• **Tasks to perform**
a) In the comment thread comparing Guantanamo Bay with a gulag, what would tell one commenter that the end is near?
b) Pick up the comment thread comparing Guantanamo Bay with a gulag after its last line and carry it on.

• **Excerpted passage**
Segment Open

I agree that there were huge differences between Guantanamo Bay and a gulag.
...in spite of all the similarities.
my feeling is that there is a libertarian inclinantion to make no distinctions between a gulag and gitmo
The very fact that we even have to contemplate such distinctions is a troublesome sign.
Yes, yes, I would agree that we remain a free society, but it's not like there's a sharp dividing line between free and unfree, with no sign-posts to let you know that you're getting close to the line.
In reality there are plenty of warning signs. One of those warning signs is when you have to go to lengths to assure everyone that a prison operating in a legal gray area is still better than anything the Soviets cooked up.
It's not too late to turn things around, but the only way to turn things around is to get our heads out of our asses and realize that there's a problem when even on a libertarian site people think it's a sufficient defense to say "Well, we're still not as bad as the Soviets!"
I'll know that the end is near when somebody says "Of course, Kruschev would be much worse."
The lesser of two evils is still evil.
"I'll know that the end is near when somebody says "Of course, Kruschev would be much worse."
I hit on that in the other gulag thread...
"To cop thoreau's phrase, Stalin would have been much worse."
...
Comment by: Ken Shultz at May 26, 2005 03:09 PM
And bringing up gitmo makes us ignore our own prisons where anal rape is expected by everyone in the system to be part of the sentence, yet somehow we just can't seem to find any institutional policy that explicity says so.
"Well, we're still not as bad as the Soviets!"

Segment Closed

• **Stored data entries**
Segment Open

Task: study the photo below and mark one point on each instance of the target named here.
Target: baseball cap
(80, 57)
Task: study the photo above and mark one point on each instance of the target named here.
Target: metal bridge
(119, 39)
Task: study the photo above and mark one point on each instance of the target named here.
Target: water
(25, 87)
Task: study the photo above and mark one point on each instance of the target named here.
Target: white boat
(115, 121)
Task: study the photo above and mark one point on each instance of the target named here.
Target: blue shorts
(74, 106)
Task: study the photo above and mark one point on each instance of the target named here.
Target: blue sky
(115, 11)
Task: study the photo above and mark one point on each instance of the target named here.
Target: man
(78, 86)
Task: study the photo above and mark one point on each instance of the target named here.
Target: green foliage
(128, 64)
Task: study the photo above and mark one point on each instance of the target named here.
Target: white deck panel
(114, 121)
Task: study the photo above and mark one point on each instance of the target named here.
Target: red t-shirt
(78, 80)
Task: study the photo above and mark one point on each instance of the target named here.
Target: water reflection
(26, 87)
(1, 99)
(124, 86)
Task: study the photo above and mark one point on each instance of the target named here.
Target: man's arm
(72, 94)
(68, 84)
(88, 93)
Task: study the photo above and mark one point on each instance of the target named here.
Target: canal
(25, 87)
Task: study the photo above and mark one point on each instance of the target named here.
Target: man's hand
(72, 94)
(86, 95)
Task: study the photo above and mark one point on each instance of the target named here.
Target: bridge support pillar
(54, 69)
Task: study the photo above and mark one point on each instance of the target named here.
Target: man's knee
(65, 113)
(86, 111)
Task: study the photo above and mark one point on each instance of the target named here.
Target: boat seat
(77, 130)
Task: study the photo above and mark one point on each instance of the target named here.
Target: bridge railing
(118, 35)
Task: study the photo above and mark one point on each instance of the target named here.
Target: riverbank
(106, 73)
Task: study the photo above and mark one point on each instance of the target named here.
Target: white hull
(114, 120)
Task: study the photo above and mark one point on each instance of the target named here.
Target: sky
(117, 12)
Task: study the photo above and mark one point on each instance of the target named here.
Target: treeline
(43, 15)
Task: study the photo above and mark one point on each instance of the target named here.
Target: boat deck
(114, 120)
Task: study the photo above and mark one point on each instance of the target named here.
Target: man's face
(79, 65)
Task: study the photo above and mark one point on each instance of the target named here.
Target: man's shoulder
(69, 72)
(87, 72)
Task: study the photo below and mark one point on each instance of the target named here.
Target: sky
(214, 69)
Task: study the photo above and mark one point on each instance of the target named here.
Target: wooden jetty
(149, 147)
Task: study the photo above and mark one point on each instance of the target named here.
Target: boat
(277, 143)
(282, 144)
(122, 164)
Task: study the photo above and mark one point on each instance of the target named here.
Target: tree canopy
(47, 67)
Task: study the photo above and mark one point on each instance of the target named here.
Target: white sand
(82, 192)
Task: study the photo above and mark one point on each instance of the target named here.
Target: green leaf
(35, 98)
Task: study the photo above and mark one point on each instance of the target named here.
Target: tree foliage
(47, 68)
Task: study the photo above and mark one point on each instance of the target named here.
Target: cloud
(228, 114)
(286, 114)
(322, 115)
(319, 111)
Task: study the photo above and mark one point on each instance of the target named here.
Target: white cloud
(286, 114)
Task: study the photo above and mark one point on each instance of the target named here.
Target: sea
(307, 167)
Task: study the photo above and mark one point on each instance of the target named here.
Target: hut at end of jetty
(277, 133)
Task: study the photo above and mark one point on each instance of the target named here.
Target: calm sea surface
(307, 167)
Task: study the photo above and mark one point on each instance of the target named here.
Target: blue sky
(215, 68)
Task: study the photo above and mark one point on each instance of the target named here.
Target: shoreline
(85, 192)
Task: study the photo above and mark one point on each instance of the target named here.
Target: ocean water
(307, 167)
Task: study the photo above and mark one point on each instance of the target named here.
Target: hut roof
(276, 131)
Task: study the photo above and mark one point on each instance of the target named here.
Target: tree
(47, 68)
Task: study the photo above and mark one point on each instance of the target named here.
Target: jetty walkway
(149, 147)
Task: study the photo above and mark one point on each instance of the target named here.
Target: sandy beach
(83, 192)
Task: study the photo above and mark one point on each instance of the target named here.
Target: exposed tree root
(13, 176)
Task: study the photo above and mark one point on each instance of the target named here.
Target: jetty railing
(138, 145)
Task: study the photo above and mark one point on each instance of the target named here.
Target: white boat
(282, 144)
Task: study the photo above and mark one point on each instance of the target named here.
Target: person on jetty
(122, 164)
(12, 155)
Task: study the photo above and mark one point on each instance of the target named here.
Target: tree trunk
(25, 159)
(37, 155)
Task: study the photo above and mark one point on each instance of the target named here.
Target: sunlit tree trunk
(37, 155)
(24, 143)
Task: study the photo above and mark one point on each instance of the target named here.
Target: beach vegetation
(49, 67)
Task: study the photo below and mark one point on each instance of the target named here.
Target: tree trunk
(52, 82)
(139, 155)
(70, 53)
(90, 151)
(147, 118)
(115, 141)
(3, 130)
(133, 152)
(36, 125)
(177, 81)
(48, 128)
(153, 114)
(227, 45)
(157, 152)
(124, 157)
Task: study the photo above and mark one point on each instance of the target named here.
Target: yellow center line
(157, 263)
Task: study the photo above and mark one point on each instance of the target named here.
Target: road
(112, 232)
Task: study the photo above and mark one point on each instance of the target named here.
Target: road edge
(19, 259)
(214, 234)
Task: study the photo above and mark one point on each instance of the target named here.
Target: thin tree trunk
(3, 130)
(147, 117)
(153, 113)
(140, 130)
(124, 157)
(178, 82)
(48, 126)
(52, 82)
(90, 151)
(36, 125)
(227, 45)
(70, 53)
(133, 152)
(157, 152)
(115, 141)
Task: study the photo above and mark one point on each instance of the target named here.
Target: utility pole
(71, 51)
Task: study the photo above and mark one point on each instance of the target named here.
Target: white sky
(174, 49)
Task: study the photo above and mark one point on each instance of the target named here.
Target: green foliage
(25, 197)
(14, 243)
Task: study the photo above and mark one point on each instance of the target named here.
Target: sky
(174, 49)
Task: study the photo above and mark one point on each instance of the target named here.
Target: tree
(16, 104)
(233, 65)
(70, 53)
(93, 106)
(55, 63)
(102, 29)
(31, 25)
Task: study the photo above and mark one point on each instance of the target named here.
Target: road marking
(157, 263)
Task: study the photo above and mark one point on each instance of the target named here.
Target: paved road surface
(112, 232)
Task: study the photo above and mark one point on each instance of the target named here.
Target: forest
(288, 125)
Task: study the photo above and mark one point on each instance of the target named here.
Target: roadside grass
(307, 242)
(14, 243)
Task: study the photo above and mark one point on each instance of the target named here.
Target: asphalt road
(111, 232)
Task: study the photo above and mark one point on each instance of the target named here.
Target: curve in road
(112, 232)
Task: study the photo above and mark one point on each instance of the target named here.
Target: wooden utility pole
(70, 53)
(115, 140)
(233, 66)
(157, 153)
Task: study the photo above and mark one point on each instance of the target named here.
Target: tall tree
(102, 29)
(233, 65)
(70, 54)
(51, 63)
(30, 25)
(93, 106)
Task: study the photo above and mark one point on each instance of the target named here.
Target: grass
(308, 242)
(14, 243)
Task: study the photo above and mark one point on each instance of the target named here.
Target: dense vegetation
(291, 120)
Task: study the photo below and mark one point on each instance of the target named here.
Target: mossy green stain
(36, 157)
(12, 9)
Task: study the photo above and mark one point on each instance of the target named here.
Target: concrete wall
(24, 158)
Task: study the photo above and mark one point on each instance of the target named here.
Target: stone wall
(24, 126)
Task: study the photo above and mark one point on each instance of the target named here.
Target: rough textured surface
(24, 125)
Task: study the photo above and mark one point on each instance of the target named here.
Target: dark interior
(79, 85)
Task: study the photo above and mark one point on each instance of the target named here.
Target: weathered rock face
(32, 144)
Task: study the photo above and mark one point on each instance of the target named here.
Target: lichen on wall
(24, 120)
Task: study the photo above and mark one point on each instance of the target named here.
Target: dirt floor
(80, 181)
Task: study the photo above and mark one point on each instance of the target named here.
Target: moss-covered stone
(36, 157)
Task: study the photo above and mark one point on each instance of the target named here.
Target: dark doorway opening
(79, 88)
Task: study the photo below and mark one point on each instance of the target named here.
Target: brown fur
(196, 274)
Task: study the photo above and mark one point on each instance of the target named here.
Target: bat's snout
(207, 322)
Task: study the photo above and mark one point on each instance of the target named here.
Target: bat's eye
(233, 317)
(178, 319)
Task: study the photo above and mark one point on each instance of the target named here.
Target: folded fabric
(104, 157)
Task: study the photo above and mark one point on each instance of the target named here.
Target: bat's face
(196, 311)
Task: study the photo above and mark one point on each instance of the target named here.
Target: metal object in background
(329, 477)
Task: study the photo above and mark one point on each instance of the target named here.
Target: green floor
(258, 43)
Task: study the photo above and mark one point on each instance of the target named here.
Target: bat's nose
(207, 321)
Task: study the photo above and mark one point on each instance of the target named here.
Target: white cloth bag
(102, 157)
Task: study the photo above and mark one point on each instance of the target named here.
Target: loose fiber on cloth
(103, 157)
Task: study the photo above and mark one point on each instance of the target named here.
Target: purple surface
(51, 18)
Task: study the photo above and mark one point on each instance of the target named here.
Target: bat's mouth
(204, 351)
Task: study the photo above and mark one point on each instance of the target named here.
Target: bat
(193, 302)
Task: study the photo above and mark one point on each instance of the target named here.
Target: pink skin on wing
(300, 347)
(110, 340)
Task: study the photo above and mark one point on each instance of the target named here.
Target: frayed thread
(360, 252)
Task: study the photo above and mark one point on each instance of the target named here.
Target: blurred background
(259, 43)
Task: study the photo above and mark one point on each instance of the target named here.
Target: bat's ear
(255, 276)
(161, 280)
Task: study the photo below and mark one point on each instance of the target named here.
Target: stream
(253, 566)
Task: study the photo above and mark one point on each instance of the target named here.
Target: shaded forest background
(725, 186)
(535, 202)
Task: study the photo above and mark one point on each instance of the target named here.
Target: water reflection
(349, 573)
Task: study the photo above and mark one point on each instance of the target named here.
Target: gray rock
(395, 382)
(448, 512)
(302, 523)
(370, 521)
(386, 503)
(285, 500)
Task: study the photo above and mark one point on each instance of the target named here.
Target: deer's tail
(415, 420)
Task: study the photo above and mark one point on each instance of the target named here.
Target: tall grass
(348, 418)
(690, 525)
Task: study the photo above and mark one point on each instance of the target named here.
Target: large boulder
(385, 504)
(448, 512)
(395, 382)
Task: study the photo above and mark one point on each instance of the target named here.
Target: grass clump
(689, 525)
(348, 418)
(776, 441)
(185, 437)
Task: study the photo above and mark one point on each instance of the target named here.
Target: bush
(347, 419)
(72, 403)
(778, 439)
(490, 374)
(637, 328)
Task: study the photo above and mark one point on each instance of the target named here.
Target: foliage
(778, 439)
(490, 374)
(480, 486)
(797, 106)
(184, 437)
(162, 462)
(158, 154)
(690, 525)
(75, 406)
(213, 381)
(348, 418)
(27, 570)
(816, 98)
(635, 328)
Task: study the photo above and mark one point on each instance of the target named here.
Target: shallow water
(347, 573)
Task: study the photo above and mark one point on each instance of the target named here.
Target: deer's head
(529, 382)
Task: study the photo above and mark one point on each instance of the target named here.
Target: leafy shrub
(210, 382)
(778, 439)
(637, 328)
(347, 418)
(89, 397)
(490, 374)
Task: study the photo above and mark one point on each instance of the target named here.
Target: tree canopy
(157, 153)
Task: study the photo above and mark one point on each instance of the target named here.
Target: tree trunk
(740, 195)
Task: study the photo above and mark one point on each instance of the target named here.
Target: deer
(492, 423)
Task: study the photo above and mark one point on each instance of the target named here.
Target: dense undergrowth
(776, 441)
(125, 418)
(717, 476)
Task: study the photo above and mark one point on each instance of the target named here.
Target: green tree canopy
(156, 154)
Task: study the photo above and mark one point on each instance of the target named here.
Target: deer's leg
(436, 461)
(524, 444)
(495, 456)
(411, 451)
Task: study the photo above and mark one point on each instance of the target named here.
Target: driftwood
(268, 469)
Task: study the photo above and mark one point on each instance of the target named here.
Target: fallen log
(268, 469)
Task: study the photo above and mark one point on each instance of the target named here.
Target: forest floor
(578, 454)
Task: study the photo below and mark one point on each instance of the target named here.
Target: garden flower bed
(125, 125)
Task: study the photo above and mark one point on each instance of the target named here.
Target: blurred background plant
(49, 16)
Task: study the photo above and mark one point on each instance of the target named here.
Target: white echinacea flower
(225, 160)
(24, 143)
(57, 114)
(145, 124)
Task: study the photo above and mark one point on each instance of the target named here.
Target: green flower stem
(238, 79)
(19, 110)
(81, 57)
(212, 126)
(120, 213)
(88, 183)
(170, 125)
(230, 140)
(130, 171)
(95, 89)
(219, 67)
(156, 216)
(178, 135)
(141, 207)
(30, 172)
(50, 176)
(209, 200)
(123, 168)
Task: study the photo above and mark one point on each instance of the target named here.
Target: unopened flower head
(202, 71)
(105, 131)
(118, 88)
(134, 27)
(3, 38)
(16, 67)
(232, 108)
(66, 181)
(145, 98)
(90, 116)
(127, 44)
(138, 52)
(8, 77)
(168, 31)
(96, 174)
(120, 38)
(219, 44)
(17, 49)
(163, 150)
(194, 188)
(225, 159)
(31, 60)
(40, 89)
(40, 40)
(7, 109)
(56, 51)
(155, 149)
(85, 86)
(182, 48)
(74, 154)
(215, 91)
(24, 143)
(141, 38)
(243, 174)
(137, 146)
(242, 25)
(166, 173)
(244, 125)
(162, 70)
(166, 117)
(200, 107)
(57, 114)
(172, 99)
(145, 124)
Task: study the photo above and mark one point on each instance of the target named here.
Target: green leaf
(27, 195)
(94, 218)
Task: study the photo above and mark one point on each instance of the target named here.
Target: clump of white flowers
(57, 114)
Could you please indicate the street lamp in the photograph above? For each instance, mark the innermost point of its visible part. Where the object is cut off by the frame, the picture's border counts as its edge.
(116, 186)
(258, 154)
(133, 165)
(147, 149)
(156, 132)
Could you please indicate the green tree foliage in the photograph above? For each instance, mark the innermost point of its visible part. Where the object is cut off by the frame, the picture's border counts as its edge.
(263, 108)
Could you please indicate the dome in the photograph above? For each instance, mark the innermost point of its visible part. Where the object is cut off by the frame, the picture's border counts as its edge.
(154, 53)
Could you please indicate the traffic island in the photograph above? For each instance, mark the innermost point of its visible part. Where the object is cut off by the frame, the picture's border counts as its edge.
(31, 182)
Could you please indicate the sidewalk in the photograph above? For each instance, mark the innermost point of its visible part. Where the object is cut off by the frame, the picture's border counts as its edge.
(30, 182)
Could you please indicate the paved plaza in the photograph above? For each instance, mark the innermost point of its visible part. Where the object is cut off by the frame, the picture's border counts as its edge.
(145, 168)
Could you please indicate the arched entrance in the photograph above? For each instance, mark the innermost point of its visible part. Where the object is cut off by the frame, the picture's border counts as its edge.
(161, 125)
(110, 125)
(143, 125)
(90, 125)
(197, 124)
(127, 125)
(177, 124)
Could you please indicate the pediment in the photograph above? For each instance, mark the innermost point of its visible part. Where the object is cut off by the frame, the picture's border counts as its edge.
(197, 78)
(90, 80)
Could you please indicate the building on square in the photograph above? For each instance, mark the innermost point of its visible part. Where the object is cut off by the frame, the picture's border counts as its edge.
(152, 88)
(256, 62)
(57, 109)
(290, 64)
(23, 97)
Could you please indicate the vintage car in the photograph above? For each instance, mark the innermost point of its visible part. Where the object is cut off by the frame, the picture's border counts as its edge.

Segment Closed

• **Task responses**
a) Someone saying "Of course, Kruschev would be much worse."

b)
I'm having trouble formulating this thought, and this area is already a minefield, so if you could give me some latitude to talk my way through my points here ...
The argument from principle that 'torture is wrong' is obviously true. The argument that we should hold ourselves to a higher standard than the Soviets is a bit mushy. We should hold ourselves to the same standards we hold the Soviets. We should not hold ourselves to the same standard to which the Soviets held themselves.
I have this feeling that libertarians and others employ these two arguments as a way to close out tough cases from discussion. You can shut down a very legitimate argument about what constitutes the boundaries of torture, whether Geneva is reasonable in this regard, and so forth, just by saying that anything more permissive than Geneva is obviously torture. I don't know that that is the case.
Even worse than that argument to me is the presumption that anyone not on the Gitmo = Gulag bandwagon MUST be arguing from the standpoint that 'the soviets were worse'. There are qualitative differences so large that discussion of them shouldn't be swept away with a quick accusation of torture apologetics.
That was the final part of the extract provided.